— Begin Data to process —

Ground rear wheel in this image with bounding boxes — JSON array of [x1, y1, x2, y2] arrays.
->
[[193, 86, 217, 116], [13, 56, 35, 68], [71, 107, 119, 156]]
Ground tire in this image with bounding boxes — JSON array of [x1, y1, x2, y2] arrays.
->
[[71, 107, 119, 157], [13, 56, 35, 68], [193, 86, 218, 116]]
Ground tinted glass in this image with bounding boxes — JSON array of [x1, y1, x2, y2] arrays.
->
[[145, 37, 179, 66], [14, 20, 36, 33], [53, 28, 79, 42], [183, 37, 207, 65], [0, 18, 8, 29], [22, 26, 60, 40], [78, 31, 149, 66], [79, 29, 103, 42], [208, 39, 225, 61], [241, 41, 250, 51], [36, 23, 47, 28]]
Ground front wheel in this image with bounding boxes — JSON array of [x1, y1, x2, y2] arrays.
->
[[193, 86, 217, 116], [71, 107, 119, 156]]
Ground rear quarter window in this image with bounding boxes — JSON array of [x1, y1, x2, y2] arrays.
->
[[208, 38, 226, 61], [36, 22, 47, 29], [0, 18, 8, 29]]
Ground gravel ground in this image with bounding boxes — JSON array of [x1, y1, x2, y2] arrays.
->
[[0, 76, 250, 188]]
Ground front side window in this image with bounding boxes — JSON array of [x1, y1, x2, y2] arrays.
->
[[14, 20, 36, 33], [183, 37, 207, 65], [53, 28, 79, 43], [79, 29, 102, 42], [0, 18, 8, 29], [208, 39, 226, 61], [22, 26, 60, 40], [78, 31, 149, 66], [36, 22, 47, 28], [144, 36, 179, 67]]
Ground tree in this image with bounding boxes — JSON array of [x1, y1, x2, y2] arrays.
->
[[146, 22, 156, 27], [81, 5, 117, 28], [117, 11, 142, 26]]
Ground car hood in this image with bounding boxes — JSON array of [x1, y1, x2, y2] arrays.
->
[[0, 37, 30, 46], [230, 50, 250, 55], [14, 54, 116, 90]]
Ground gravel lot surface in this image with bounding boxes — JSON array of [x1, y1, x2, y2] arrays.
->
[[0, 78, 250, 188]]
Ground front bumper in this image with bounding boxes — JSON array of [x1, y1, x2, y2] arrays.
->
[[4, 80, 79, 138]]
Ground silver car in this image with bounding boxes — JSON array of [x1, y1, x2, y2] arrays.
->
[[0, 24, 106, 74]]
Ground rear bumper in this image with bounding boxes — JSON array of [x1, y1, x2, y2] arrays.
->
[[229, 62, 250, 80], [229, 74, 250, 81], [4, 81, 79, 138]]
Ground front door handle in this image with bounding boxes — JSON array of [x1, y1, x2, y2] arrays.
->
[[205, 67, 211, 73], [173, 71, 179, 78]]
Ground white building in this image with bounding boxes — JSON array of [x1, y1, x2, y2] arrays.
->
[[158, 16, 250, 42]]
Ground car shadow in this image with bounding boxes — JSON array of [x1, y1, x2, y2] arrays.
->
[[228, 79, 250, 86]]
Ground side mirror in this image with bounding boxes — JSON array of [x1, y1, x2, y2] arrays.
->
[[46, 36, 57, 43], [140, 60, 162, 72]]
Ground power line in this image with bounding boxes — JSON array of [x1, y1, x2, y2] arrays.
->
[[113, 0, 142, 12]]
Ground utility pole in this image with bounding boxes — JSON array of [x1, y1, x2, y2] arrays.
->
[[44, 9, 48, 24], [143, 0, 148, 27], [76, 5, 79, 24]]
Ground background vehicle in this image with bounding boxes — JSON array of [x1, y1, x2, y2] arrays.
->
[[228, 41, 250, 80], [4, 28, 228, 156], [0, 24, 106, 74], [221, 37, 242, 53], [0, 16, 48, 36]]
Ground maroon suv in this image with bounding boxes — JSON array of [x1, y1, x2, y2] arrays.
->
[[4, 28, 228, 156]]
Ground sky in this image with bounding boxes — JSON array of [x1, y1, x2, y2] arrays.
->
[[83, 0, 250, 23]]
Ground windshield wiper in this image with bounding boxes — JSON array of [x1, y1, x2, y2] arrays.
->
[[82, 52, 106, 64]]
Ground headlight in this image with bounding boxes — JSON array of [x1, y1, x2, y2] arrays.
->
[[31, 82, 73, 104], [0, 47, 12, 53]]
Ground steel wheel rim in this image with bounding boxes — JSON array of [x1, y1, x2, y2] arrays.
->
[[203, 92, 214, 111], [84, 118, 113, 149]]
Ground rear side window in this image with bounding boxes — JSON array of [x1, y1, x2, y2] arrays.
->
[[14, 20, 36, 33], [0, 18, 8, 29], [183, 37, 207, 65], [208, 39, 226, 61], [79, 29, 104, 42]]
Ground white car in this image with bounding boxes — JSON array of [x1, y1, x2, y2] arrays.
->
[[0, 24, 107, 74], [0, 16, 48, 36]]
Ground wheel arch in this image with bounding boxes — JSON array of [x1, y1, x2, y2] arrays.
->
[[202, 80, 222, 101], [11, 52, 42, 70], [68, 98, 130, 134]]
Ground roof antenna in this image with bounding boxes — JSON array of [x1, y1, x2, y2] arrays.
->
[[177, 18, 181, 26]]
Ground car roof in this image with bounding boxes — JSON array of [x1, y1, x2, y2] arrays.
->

— End Data to process —

* **What you need to do**
Reproduce in full every line of the records, starting at the line containing "Ground front bumper" and ending at the line containing "53], [0, 16, 48, 36]]", with both of those lines included. Offset each bounding-box coordinate in the answers by adding 70 to it.

* **Correct answer**
Ground front bumper in this image with bounding boxes — JSON array of [x1, y1, x2, y2] arrays.
->
[[74, 150, 149, 208]]
Ground silver car in this image with bounding boxes — JSON array of [x1, y1, x2, y2] arrays.
->
[[70, 94, 176, 144]]
Ground rear bumper in this image with bounding boxes — JSON array of [x1, y1, x2, y2] arrays.
->
[[299, 132, 320, 150], [299, 144, 320, 151], [74, 151, 149, 208]]
Ground front door handle in this image with bounding boxes — JSON array of [x1, y1, x2, y2] arrays.
->
[[275, 137, 281, 143], [243, 141, 249, 148]]
Ground white building in this image with bounding boxes — JSON array of [x1, y1, x2, y2] arrays.
->
[[228, 86, 320, 112]]
Ground car shadow in this image with bounding boxes — JSON array of [x1, y1, x2, y2] arrays.
->
[[298, 149, 320, 156]]
Ground side mirror in this image with bounding boxes — JSON array of [x1, y1, x2, y2] arrays.
->
[[116, 106, 127, 113], [210, 130, 232, 142]]
Ground power line in this image with bounding boxes — JSON array of [x1, y1, x2, y2] arrays.
->
[[183, 70, 212, 82]]
Ground utility pole in this image with bounding boxes — JSON array of [x1, y1, x2, y2] arrays.
->
[[114, 79, 118, 94], [213, 70, 218, 97], [146, 75, 149, 94]]
Ground background vehicle in this image with bounding boxes — JSON array of [x1, y1, x2, y2] arrays.
->
[[298, 111, 320, 150], [74, 98, 298, 226], [70, 94, 176, 144], [291, 107, 312, 123], [70, 86, 118, 106]]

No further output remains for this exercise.